Data entries:
--------------------------------
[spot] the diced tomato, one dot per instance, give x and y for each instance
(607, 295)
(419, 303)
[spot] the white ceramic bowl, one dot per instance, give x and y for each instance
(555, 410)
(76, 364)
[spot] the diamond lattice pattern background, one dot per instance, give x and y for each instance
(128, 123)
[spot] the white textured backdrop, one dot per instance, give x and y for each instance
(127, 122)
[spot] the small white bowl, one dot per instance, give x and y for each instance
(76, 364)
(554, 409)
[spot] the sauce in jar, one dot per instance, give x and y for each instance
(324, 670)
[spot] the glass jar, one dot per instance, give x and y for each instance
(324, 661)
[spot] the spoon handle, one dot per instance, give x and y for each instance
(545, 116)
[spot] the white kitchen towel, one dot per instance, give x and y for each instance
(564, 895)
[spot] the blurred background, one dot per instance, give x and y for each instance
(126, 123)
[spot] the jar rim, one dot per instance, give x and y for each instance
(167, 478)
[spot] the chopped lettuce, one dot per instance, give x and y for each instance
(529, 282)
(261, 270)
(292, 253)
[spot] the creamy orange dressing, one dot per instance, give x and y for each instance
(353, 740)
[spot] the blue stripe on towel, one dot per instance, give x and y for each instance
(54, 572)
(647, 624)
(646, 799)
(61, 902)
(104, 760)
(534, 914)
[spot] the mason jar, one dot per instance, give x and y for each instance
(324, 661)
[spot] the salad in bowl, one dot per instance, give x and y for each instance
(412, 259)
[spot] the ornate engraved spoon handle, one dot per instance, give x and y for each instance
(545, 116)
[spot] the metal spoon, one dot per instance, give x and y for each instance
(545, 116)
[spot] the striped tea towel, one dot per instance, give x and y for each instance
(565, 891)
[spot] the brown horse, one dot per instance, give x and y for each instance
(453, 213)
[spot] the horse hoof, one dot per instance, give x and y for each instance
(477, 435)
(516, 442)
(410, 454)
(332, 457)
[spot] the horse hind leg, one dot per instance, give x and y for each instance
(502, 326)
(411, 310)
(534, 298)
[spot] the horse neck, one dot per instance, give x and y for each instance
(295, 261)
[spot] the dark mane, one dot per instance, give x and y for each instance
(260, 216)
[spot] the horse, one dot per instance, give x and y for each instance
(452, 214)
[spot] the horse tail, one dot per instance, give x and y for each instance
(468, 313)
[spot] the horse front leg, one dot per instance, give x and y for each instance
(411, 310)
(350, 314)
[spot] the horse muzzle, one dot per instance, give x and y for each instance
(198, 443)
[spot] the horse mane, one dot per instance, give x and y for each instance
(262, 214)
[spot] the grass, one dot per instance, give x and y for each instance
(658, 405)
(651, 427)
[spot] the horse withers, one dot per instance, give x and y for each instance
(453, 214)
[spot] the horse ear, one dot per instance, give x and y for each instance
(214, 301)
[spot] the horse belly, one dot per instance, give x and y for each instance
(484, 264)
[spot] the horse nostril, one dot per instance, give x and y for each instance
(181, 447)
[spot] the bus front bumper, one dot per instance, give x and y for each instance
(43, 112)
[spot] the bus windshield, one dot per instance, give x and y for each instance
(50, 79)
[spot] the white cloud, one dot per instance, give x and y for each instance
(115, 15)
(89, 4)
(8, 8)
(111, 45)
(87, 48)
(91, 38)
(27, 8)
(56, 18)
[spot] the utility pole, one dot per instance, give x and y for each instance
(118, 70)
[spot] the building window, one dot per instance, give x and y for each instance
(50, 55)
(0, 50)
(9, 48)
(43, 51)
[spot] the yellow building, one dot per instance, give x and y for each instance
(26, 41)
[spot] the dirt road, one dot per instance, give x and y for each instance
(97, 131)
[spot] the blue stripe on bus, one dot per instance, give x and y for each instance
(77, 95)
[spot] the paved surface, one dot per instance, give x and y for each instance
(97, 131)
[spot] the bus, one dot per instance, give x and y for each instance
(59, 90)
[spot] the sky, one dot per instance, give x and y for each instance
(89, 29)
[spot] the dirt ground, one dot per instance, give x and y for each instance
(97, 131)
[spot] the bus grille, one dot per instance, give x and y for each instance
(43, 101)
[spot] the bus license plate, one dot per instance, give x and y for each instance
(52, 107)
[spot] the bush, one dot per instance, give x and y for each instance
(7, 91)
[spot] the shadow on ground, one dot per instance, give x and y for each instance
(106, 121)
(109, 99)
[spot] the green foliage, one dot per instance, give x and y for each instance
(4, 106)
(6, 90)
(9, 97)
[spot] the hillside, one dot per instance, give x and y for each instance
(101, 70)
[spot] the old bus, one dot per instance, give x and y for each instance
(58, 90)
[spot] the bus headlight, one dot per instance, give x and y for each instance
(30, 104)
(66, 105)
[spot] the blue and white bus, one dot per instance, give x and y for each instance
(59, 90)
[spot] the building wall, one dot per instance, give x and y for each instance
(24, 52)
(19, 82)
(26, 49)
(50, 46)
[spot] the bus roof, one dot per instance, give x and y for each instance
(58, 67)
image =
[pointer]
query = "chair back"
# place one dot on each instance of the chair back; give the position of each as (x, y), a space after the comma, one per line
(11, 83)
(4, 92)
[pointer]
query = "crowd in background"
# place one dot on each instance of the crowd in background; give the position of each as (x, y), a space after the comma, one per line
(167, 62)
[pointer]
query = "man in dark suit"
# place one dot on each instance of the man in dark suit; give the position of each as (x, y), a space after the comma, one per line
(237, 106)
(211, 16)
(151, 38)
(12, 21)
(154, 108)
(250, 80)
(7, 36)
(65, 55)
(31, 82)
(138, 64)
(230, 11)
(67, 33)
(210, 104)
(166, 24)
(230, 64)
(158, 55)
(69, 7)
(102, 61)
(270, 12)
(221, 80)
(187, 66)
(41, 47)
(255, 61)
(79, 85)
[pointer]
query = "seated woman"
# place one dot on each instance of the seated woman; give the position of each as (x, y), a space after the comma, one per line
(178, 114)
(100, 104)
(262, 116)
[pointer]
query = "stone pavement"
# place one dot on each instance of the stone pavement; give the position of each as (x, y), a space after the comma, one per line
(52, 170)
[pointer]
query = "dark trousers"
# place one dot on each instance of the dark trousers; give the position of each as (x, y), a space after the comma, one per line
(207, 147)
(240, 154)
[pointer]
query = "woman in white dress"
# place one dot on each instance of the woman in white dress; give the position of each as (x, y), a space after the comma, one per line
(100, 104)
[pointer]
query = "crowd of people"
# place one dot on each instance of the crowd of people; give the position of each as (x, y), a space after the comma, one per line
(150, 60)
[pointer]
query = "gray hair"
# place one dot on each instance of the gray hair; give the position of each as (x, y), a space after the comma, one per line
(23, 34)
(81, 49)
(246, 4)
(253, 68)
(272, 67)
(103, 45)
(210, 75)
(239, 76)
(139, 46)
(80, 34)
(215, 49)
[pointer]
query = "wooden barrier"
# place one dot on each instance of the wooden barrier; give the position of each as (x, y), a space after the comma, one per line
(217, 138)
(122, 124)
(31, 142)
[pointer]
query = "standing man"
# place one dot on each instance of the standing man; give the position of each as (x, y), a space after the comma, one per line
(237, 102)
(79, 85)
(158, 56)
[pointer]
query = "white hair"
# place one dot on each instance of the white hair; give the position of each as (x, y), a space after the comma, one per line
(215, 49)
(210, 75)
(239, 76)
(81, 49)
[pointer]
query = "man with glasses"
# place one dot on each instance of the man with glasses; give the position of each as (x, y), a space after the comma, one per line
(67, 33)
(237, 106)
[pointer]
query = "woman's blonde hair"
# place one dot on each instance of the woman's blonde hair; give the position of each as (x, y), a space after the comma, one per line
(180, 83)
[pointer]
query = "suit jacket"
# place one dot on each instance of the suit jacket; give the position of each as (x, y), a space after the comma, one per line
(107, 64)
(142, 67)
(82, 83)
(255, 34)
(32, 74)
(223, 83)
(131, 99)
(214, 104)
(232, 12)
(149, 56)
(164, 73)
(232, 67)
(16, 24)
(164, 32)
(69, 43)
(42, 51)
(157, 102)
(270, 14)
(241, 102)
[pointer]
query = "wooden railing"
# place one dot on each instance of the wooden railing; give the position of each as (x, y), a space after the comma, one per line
--------------------------------
What is required:
How many lines of the records above include the string "chair"? Reply with the number only.

Answer for this exercise:
2